__Quoted passage__.
05 Mar 2017

A Winter's Tale: a world premiere at English National Opera

The first production of Ryan Wigglesworth’s first opera, based upon Shakespeare’s The Winter’s Tale, is clearly a major event in English National Opera’s somewhat trimmed-down season. Wigglesworth, who serves also as conductor and librettist, professes to have been obsessed with the play for more than twenty years, and one can see why The Winter’s Tale, with its theatrical ‘set-pieces’ - the oracle scene, the tempest, the miracle of a moving statue - and its grandiose emotions, dominated as the play is by Leontes’ obsessively articulated, over-intellectualized jealousy, would invite operatic adaptation.

Wigglesworth tells the ‘tale’ clearly: swiftly and surely we follow the dismal progress that Leontes’ jealousy initiates. The composer-librettist has pruned and pared Shakespeare’s text, cherry-picking some of the play’s memorable and compelling one-liners - ‘Bitter on my tongue. Bitter in my thought.’ - but compressing and excising ruthlessly (one might feel, at times, mercilessly).

Indeed, the brevity of the opera - there is less than two hours of music - is both its strength and weakness. There is certainly an absorbing singularity of focus. But, Shakespeare’s play is more than one ‘tale’ and the erasures rob the drama of its structural parallels and linguistic richness. Yes, music can restore, represent and reinterpret much that has been removed, but Wigglesworth’s score, though beautiful, seemed on this single hearing to be more illustrative than dramatic.

This opera is not so much a ‘sad tale’ that’s ‘best for winter’, but a ‘serious’ Winter’s Tale. Comedy, romance and pastoral are all largely dispensed with, and so we are not offered the opportunity to revisit the ‘tale’ in different contexts and learn new meanings; this unbalances the structure of the drama, making the reversal and restoration of the final moments less convincing.

For when Shakespeare throws a foundling story into the mix he provides an escape route from the tragic trajectory which up until that point seems unavoidable. ‘Time, the Chorus’ ushers us into a new, natural world, one where Leontes’ mistakes need not be as important as they initially seem. And, though we return from the pastoral idyll in Shakespeare’s final act, the spirit of romance penetrates Sicilia. The ‘resurrection’ of Hermione harks back to myths of gods reborn as well as fairy-tales of ‘sleeping’ maidens. Leontes’ discovery of long-lost friend/daughter/son-brother, and the self-deceiving ‘lies’ that the lovers tell about their regal/non-regal status are the stuff of comedy. These generic echoes surely affect how ‘seriously’ we take Leontes’ jealousy and the statue scene?

Here, though, we have no Autolycus - that tale-teller and singer, rogue agent of Providence and man of masks who brings laughter into the tragedy. The all-singing, all-dancing confidence trickster is also an unwilling agent for good: he defects the Shepherd and Clown from taking the fardel to the King; and when he witnesses the denunciation of Florizel and Perdita by Polixenes, Autolycus decides, though his motives are ambiguous, to take a hand in the action, providing Florizel with his disguise.

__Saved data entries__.
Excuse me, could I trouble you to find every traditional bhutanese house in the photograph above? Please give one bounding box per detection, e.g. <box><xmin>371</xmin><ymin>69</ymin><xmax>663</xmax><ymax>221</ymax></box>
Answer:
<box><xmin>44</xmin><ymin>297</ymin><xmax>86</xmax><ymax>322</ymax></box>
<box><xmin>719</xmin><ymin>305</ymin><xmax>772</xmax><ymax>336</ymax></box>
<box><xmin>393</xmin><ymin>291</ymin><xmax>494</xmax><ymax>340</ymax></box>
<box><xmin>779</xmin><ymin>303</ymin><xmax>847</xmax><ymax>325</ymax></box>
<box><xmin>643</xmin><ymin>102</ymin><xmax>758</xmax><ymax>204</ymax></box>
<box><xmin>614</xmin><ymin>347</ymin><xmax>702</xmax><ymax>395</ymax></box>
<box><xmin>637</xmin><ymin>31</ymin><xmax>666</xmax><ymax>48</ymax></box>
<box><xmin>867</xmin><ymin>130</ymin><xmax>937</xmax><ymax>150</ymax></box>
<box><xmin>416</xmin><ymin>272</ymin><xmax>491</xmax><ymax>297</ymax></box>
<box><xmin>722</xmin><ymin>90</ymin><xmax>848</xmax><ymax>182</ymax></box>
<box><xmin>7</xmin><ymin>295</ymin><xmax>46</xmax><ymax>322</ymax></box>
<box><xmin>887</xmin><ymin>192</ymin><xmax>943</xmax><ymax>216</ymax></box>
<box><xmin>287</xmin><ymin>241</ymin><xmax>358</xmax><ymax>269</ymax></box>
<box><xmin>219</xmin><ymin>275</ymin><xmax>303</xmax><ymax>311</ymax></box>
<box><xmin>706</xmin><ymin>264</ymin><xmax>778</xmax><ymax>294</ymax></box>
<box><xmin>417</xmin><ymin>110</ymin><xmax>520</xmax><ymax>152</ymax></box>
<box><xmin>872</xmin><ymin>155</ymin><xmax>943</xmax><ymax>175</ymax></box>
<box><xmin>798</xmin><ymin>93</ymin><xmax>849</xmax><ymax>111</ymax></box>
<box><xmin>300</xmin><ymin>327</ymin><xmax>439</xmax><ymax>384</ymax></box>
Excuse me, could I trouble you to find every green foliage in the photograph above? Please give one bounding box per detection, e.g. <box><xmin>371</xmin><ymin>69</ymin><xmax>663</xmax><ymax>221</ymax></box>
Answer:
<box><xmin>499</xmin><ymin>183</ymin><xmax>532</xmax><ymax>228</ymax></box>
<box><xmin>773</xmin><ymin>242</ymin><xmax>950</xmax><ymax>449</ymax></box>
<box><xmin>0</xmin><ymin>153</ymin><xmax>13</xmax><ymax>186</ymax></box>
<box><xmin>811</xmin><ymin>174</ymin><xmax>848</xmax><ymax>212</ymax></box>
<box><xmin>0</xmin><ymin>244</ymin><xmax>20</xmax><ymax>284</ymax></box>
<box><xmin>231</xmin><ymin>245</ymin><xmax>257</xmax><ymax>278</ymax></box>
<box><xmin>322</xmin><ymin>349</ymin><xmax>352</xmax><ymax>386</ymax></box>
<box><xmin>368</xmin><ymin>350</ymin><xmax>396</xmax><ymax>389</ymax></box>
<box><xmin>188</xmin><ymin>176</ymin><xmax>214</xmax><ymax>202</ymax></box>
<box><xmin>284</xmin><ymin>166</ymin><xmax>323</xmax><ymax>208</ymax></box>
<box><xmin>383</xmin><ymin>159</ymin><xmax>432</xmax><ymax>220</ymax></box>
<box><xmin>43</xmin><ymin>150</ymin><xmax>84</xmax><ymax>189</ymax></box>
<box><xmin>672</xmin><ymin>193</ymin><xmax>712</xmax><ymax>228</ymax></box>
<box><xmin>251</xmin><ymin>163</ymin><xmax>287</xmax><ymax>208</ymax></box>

...

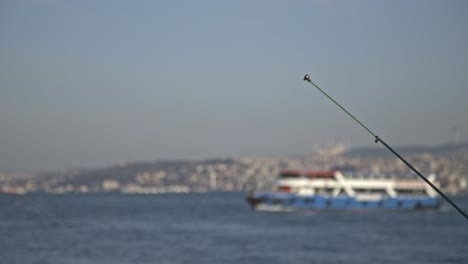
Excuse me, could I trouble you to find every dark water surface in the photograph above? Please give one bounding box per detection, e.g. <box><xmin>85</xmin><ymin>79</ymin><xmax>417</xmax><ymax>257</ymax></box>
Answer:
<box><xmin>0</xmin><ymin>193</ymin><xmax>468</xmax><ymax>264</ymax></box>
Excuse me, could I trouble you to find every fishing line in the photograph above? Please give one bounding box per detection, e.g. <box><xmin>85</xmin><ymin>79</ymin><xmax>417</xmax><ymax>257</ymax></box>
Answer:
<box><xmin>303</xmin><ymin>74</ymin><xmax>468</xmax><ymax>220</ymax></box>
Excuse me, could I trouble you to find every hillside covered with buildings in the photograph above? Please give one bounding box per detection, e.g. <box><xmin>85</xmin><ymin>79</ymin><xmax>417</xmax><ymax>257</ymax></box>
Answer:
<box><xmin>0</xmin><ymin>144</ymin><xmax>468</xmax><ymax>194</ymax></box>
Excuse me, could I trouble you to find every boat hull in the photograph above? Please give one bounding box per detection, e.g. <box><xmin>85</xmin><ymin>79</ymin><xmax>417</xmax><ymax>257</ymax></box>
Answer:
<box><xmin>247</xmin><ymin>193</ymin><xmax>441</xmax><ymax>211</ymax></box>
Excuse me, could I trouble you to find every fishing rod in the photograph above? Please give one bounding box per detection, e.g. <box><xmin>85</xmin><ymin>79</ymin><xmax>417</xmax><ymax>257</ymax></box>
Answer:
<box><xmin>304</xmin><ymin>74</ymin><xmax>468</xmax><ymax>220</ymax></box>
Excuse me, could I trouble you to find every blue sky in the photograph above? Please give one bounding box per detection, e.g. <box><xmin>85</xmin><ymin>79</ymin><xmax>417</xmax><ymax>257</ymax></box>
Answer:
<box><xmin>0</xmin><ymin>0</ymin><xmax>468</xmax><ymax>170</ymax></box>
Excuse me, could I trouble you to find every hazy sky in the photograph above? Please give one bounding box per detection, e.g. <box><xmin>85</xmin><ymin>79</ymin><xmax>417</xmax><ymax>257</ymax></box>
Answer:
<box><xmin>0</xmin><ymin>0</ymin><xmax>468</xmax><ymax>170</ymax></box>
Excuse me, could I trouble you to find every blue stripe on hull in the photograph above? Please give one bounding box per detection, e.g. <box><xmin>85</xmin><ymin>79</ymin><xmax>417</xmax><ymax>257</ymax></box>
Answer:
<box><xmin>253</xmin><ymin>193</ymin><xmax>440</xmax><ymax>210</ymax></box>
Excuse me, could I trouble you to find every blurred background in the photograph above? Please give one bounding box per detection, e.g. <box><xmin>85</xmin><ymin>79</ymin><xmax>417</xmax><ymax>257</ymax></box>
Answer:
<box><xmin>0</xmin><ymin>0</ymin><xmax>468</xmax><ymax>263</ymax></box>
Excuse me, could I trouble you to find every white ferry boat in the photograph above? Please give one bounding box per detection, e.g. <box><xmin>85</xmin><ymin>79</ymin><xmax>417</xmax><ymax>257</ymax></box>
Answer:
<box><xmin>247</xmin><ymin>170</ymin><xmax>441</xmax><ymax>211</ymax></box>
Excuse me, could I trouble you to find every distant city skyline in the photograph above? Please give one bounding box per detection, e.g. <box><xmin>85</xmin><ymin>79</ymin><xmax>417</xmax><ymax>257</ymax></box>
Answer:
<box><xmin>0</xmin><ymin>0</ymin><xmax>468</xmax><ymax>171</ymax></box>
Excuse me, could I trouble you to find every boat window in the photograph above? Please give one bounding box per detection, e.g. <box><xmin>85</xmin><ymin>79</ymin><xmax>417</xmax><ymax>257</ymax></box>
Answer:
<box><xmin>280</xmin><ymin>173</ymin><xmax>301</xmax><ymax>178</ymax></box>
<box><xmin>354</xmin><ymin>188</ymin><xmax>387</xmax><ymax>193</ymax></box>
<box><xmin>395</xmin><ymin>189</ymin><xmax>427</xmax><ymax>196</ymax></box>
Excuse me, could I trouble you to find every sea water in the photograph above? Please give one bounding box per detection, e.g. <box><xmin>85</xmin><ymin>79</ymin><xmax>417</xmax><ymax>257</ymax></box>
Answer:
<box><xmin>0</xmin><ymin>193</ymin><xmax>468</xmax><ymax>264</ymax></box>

__Things to do__.
1. In the opera review, set down the passage from "A Winter's Tale: a" up to and including "invite operatic adaptation.", word for word.
2. According to the opera review, for how long does Wigglesworth profess to have been obsessed with The Winter's Tale?

__Responses in order__.
1.
A Winter's Tale: a world premiere at English National Opera

The first production of Ryan Wigglesworth’s first opera, based upon Shakespeare’s The Winter’s Tale, is clearly a major event in English National Opera’s somewhat trimmed-down season. Wigglesworth, who serves also as conductor and librettist, professes to have been obsessed with the play for more than twenty years, and one can see why The Winter’s Tale, with its theatrical ‘set-pieces’ - the oracle scene, the tempest, the miracle of a moving statue - and its grandiose emotions, dominated as the play is by Leontes’ obsessively articulated, over-intellectualized jealousy, would invite operatic adaptation.

2. For more than twenty years.